Great!!! I'd like to know how you went about your 2nd application. In addition to providing what you left out in 1st application, you just updated your payslips and bank statements and added it to others already approved in the 1st right?


----------



## Marxoo (Oct 3, 2015)

Prime9000 said:


> Hi my Fiancée UK visa was refused this month (gutted) due to some document which I missed and didnt anticipate
> 
> Not Met - Missing payslip covering the 6 months prior - because I send document to her in late June and we booked first appointment in July, i didnt have my June payslip available.
> 
> ...


Of course you do have a ground for appeal. There are no required list of items for you to submit as evidence. However its your responsibility to satisfy the entry clearance.


Can you tell us the exact wording of the refusal letter? 

A 6month statement has never been a requirement, neither is a letter from employer. 

Also, are you a British national?


----------



## Water Dragon (Jun 28, 2011)

Marxoo said:


> Of course you do have a ground for appeal. There are no required list of items for you to submit as evidence. However its your responsibility to satisfy the entry clearance.
> 
> 
> Can you tell us the exact wording of the refusal letter?
> ...


Your comments are completely incorrect and misleading. The OP reapplied and was successful, as noted in the previous messages.


----------



## Marxoo (Oct 3, 2015)

Water Dragon said:


> Your comments are completely incorrect and misleading. The OP reapplied and was successful, as noted in the previous messages.


Not here to mislead anyone though. The payslip, bank statement and P 60 are there to assist the ECO in making a judgement and if he or she is unclear they they can refer to HMRC for further checks. Just missing one page is not a ground for blatant refusal and that's my point. Except the ECO is a beginner. 

A letter from employer again, though necessary, but if you have provided all other proofs then it's not a ground as there are checks to confirm this.

However, if you are non british whose VISA is tied to an employer, it becomes complex. At which point it becomes a must and without it, you will be refused. VISA application is not rocket science.


----------



## Whatshouldwedo (Sep 29, 2013)

* Raw data:
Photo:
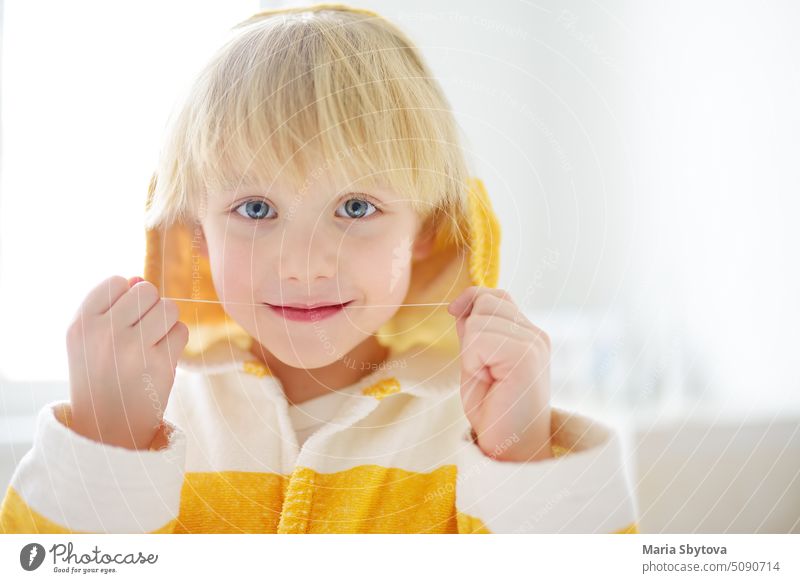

* Directives:
(1) Answer these questions using the visa forum thread:
(a) Which document did the refusal say was missing?
(b) If an entry clearance officer is unclear about the evidence, where does Marxoo say they can refer for further checks?
(c) In what situation does Marxoo say a letter from an employer becomes a must?
(2) In one to three sentences, use the visa forum thread to explain why Prime9000 did not have the June payslip for the application.
(3) Continue the visa forum thread from where it stops.
The material after the visa forum thread is separate from it.

* Results of the exercise:
(1)
(a) A payslip covering the 6 months prior, since the June payslip was not included.
(b) HMRC.
(c) When the applicant is non-British and their visa is tied to an employer.

(2) Prime9000 sent the documents to the fiancée in late June, and the first appointment was booked in July. The June payslip was not yet available when the documents went out.

(3)
Marxoo said:


> Not here to mislead anyone though. The payslip, bank statement and P 60 are there to assist the ECO in making a judgement and if he or she is unclear they they can refer to HMRC for further checks. Just missing one page is not a ground for blatant refusal and that's my point. Except the ECO is a beginner. A letter from employer again, though necessary, but if you have provided all other proofs then it's not a ground as there are checks to confirm this. However, if you are non british whose VISA is tied to an employer, it becomes complex. At which point it becomes a must and without it, you will be refused. VISA application is not rocket science.


This is not good advice to give somebody now applying. The ECO is not obliged to 'check' anything if there is a missing document. People are being refused for the slightest omission so it is incumbent for anyone now applying to submit everything, in its proper format, to get their visa application approved.


----------



## Marxoo (Oct 3, 2015)

Whatshouldwedo said:


> This is not good advice to give somebody now applying. The ECO is not obliged to 'check' anything if there is a missing document. People are being refused for the slightest omission so it is incumbent for anyone now applying to submit everything, in its proper format, to get their visa application approved.



Oh yeah. I understand you. I though he was appealing and I only said he has a case to appeal. It will be foolish for a new applicant not to include all the variables.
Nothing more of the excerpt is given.